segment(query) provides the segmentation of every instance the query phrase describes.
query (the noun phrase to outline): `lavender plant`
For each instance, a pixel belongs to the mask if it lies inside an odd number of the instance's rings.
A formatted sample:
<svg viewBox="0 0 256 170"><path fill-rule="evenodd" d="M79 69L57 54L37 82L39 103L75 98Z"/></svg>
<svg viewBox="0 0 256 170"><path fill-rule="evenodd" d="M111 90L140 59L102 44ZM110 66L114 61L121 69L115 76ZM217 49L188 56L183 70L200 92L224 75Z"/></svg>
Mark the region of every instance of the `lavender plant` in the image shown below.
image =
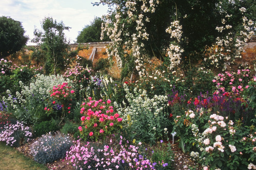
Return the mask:
<svg viewBox="0 0 256 170"><path fill-rule="evenodd" d="M72 144L70 136L59 133L55 135L49 133L42 135L32 144L31 154L34 160L38 163L52 162L65 157Z"/></svg>
<svg viewBox="0 0 256 170"><path fill-rule="evenodd" d="M31 130L23 122L7 124L0 128L0 141L6 142L6 145L17 147L26 143L32 136Z"/></svg>

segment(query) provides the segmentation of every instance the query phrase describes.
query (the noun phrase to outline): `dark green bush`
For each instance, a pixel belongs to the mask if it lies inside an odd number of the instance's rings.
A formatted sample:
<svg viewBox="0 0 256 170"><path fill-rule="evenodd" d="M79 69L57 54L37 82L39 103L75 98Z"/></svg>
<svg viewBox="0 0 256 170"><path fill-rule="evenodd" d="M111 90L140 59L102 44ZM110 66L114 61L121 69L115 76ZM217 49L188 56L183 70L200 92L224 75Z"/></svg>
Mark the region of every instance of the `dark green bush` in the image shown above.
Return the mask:
<svg viewBox="0 0 256 170"><path fill-rule="evenodd" d="M74 134L78 131L78 127L79 126L78 124L69 121L64 125L60 130L60 132L66 134Z"/></svg>
<svg viewBox="0 0 256 170"><path fill-rule="evenodd" d="M36 136L40 136L50 132L56 132L59 129L57 121L45 121L35 125L34 131Z"/></svg>

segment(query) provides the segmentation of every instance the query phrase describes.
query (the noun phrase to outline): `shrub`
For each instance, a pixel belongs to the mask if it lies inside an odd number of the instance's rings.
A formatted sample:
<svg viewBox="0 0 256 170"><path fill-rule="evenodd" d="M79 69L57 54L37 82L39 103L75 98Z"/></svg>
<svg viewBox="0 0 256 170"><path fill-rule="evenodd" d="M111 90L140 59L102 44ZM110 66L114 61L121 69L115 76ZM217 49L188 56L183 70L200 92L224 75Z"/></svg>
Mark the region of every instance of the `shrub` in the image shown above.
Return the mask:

→ What this task involves: Please update the listing above by changing each "formatted sample" to "worked example" and keeping everything else the same. Leave the pictures out of your version.

→ The completed task:
segment(query) provides the segmentation of every instance the query phrase describes.
query (the noun phrase to outline): `lavender plant`
For each instance, a pixel belongs to the mask if it lies inside an odd number of the instance's rings.
A worked example:
<svg viewBox="0 0 256 170"><path fill-rule="evenodd" d="M79 69L57 54L37 82L39 103L75 98Z"/></svg>
<svg viewBox="0 0 256 170"><path fill-rule="evenodd" d="M111 90L140 59L102 44ZM110 66L114 61L121 69L115 76ZM217 49L188 56L183 70L200 92L224 75Z"/></svg>
Mark the region of every instance of the `lavender plant` in the image shown below.
image =
Return the mask:
<svg viewBox="0 0 256 170"><path fill-rule="evenodd" d="M72 144L70 136L59 133L55 135L49 133L42 135L32 144L31 154L34 160L38 163L52 162L65 157Z"/></svg>
<svg viewBox="0 0 256 170"><path fill-rule="evenodd" d="M31 130L23 122L7 124L0 128L0 141L6 142L6 145L17 147L26 143L32 136Z"/></svg>

segment(query) provides the segmentation of every instance the query phrase describes.
query (the noun phrase to outline): `dark green bush`
For each instance, a pixel belongs to the mask if it lies inside an odd number of the instance's rings.
A worked example:
<svg viewBox="0 0 256 170"><path fill-rule="evenodd" d="M79 69L57 54L37 82L39 103L75 98Z"/></svg>
<svg viewBox="0 0 256 170"><path fill-rule="evenodd" d="M111 90L140 59L102 44ZM110 66L114 61L121 69L115 76ZM217 49L188 56L183 70L200 92L224 75Z"/></svg>
Mark the region of every instance of the `dark green bush` in the image shown above.
Return the mask:
<svg viewBox="0 0 256 170"><path fill-rule="evenodd" d="M74 134L78 131L78 127L79 126L78 124L69 121L64 125L60 130L60 132L66 134Z"/></svg>
<svg viewBox="0 0 256 170"><path fill-rule="evenodd" d="M36 136L40 136L50 132L56 132L59 129L57 121L45 121L35 125L34 131Z"/></svg>

segment(query) provides the segmentation of every instance the query phrase describes.
query (the noun phrase to outline): `shrub`
For each instance, a pixel belongs to the mask if it lies inside an odd number of the instance's rings.
A worked example:
<svg viewBox="0 0 256 170"><path fill-rule="evenodd" d="M79 69L57 54L37 82L39 103L75 98Z"/></svg>
<svg viewBox="0 0 256 170"><path fill-rule="evenodd" d="M111 90L140 59L102 44ZM110 66L114 61L121 69L115 76ZM217 49L188 56L183 70L200 92L224 75Z"/></svg>
Mark the region of every instance of the `shrub` in the image shown above.
Return the mask:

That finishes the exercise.